═══ MATERIAL FOR THE TASK
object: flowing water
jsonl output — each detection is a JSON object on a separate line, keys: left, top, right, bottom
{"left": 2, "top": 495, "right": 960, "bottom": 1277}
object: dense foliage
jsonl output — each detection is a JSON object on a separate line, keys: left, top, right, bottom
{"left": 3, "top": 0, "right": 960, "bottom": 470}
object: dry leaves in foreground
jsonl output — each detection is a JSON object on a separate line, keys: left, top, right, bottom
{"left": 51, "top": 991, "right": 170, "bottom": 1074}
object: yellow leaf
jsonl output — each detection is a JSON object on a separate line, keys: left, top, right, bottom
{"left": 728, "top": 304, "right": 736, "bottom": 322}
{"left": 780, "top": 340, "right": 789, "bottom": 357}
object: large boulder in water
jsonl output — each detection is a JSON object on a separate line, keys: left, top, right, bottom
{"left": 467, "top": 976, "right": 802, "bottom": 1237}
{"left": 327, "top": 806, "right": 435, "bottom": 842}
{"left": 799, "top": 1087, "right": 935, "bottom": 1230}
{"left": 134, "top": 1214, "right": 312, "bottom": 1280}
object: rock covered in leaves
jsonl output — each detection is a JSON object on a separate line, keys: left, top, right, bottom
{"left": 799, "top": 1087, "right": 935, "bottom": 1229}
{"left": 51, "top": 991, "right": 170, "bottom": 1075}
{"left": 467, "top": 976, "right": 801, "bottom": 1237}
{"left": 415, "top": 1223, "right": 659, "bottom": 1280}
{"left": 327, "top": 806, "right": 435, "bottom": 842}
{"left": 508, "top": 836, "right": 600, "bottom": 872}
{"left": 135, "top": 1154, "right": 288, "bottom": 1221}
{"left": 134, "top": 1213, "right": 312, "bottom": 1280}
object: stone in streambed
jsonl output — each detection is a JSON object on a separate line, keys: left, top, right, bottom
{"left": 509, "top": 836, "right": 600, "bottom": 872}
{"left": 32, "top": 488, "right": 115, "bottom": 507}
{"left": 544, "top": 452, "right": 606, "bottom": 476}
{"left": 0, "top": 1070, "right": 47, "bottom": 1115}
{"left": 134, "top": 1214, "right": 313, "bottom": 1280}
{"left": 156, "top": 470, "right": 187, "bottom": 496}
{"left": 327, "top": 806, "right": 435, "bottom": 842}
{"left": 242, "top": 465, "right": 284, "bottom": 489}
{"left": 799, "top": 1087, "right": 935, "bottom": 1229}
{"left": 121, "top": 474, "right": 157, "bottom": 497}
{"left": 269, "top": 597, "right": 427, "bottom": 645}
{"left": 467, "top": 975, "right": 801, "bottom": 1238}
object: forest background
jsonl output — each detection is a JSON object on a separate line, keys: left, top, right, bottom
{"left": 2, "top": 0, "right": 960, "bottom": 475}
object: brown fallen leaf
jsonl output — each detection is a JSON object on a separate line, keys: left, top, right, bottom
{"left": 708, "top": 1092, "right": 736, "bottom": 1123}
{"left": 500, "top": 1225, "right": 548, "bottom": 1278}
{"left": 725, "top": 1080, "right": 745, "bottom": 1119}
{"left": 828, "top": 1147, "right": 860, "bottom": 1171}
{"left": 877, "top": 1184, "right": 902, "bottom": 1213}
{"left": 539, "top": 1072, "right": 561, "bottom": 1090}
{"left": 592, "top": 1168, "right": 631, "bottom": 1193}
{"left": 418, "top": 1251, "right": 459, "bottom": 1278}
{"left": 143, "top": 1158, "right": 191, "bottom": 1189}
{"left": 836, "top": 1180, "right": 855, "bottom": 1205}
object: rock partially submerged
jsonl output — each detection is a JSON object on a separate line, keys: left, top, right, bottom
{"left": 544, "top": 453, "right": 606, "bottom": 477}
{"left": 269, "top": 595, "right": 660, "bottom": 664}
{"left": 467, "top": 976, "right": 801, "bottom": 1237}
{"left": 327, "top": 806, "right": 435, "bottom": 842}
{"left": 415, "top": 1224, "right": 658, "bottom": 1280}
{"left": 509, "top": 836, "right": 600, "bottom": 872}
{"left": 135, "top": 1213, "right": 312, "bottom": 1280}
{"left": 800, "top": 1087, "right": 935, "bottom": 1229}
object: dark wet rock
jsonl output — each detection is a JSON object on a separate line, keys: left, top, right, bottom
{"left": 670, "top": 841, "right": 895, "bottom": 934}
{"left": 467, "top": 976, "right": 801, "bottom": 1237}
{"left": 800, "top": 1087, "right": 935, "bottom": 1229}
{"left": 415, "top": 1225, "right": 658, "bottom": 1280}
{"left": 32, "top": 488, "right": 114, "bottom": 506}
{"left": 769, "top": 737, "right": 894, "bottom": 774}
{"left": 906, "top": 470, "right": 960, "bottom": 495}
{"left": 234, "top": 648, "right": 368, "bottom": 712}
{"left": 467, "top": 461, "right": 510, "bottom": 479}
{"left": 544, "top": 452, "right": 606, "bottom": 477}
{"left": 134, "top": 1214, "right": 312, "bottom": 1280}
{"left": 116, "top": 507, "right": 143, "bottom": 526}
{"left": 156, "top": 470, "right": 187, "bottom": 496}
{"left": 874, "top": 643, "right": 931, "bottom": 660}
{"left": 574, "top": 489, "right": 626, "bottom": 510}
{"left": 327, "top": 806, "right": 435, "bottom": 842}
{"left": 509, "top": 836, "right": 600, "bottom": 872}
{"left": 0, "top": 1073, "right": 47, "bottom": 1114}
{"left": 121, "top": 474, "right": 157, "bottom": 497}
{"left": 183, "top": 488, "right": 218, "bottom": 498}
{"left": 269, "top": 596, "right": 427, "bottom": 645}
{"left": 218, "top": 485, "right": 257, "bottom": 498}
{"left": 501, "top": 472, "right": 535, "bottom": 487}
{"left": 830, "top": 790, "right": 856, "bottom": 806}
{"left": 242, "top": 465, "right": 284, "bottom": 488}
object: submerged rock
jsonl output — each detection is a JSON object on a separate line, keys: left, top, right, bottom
══════
EXERCISE INSTRUCTIONS: The material must be written out again in full and without changes.

RESPONSE BELOW:
object: flowing water
jsonl output — each detection is a JSON object on a separate line, keys: left, top, right, bottom
{"left": 2, "top": 495, "right": 960, "bottom": 1277}
object: dense foliage
jsonl output — each detection is a JSON object on a separate line, keys: left, top, right, bottom
{"left": 3, "top": 0, "right": 960, "bottom": 470}
object: dry leaves in foreground
jsonl output — each detection is a JSON object on a separate line, keys: left, top, right, bottom
{"left": 51, "top": 991, "right": 170, "bottom": 1074}
object: yellow leaf
jsonl output — each detection is a JSON object on a separate line, keys: left, top, right, bottom
{"left": 728, "top": 304, "right": 736, "bottom": 322}
{"left": 780, "top": 340, "right": 789, "bottom": 357}
object: large boulder in water
jsonl output — each detection is a JSON object on a separate line, keys: left, top, right, bottom
{"left": 467, "top": 976, "right": 802, "bottom": 1237}
{"left": 327, "top": 806, "right": 435, "bottom": 842}
{"left": 799, "top": 1087, "right": 935, "bottom": 1230}
{"left": 134, "top": 1214, "right": 312, "bottom": 1280}
object: rock covered in leaves
jsonl output — each detection is a JSON object on a separate line, keys: left, top, right, bottom
{"left": 799, "top": 1087, "right": 935, "bottom": 1229}
{"left": 51, "top": 991, "right": 170, "bottom": 1075}
{"left": 467, "top": 976, "right": 801, "bottom": 1237}
{"left": 415, "top": 1223, "right": 659, "bottom": 1280}
{"left": 327, "top": 806, "right": 435, "bottom": 842}
{"left": 508, "top": 836, "right": 600, "bottom": 872}
{"left": 135, "top": 1154, "right": 288, "bottom": 1221}
{"left": 134, "top": 1213, "right": 312, "bottom": 1280}
object: stone in streambed
jsonl output — each detection is a JSON object on a separate line, keys: left, top, right, bottom
{"left": 509, "top": 836, "right": 600, "bottom": 872}
{"left": 32, "top": 488, "right": 115, "bottom": 507}
{"left": 544, "top": 452, "right": 606, "bottom": 476}
{"left": 0, "top": 1070, "right": 47, "bottom": 1115}
{"left": 134, "top": 1214, "right": 313, "bottom": 1280}
{"left": 156, "top": 470, "right": 187, "bottom": 496}
{"left": 327, "top": 806, "right": 435, "bottom": 842}
{"left": 242, "top": 465, "right": 284, "bottom": 489}
{"left": 799, "top": 1087, "right": 935, "bottom": 1229}
{"left": 121, "top": 474, "right": 157, "bottom": 497}
{"left": 269, "top": 597, "right": 427, "bottom": 645}
{"left": 467, "top": 975, "right": 801, "bottom": 1238}
object: forest background
jsonl output — each detection is a JSON object on a separate line, keys: left, top, right, bottom
{"left": 2, "top": 0, "right": 960, "bottom": 475}
object: brown fallen leaf
jsonl output — each detection is a JSON object on a separate line, keys: left, top, right, bottom
{"left": 708, "top": 1092, "right": 736, "bottom": 1123}
{"left": 500, "top": 1225, "right": 548, "bottom": 1278}
{"left": 725, "top": 1080, "right": 745, "bottom": 1119}
{"left": 828, "top": 1147, "right": 860, "bottom": 1171}
{"left": 877, "top": 1184, "right": 902, "bottom": 1213}
{"left": 539, "top": 1072, "right": 561, "bottom": 1090}
{"left": 592, "top": 1168, "right": 631, "bottom": 1193}
{"left": 418, "top": 1251, "right": 459, "bottom": 1278}
{"left": 143, "top": 1158, "right": 191, "bottom": 1189}
{"left": 836, "top": 1180, "right": 855, "bottom": 1205}
object: rock partially submerged
jsonl output — each detection is a JSON object on a separate line, keys: left, top, right, bottom
{"left": 544, "top": 453, "right": 606, "bottom": 477}
{"left": 269, "top": 595, "right": 660, "bottom": 664}
{"left": 467, "top": 976, "right": 801, "bottom": 1237}
{"left": 327, "top": 806, "right": 435, "bottom": 842}
{"left": 415, "top": 1224, "right": 658, "bottom": 1280}
{"left": 509, "top": 836, "right": 600, "bottom": 872}
{"left": 135, "top": 1213, "right": 312, "bottom": 1280}
{"left": 800, "top": 1087, "right": 935, "bottom": 1229}
object: dark wet rock
jsonl output — each detection is a JSON object on a separate line, keys: left, top, right, bottom
{"left": 670, "top": 841, "right": 895, "bottom": 934}
{"left": 467, "top": 976, "right": 801, "bottom": 1237}
{"left": 800, "top": 1087, "right": 935, "bottom": 1229}
{"left": 415, "top": 1225, "right": 658, "bottom": 1280}
{"left": 32, "top": 488, "right": 114, "bottom": 506}
{"left": 769, "top": 737, "right": 894, "bottom": 774}
{"left": 906, "top": 470, "right": 960, "bottom": 495}
{"left": 234, "top": 648, "right": 368, "bottom": 712}
{"left": 467, "top": 461, "right": 510, "bottom": 479}
{"left": 544, "top": 452, "right": 606, "bottom": 477}
{"left": 134, "top": 1214, "right": 312, "bottom": 1280}
{"left": 116, "top": 507, "right": 143, "bottom": 526}
{"left": 156, "top": 470, "right": 187, "bottom": 496}
{"left": 874, "top": 643, "right": 931, "bottom": 660}
{"left": 574, "top": 489, "right": 626, "bottom": 510}
{"left": 327, "top": 806, "right": 435, "bottom": 842}
{"left": 509, "top": 836, "right": 600, "bottom": 872}
{"left": 0, "top": 1073, "right": 47, "bottom": 1114}
{"left": 121, "top": 474, "right": 157, "bottom": 497}
{"left": 183, "top": 488, "right": 218, "bottom": 498}
{"left": 269, "top": 596, "right": 427, "bottom": 645}
{"left": 218, "top": 485, "right": 257, "bottom": 498}
{"left": 501, "top": 472, "right": 535, "bottom": 487}
{"left": 830, "top": 790, "right": 856, "bottom": 806}
{"left": 242, "top": 465, "right": 284, "bottom": 488}
object: submerged rock
jsonl output — each detection is a JSON object on a separate line, keys: left, top, right, bottom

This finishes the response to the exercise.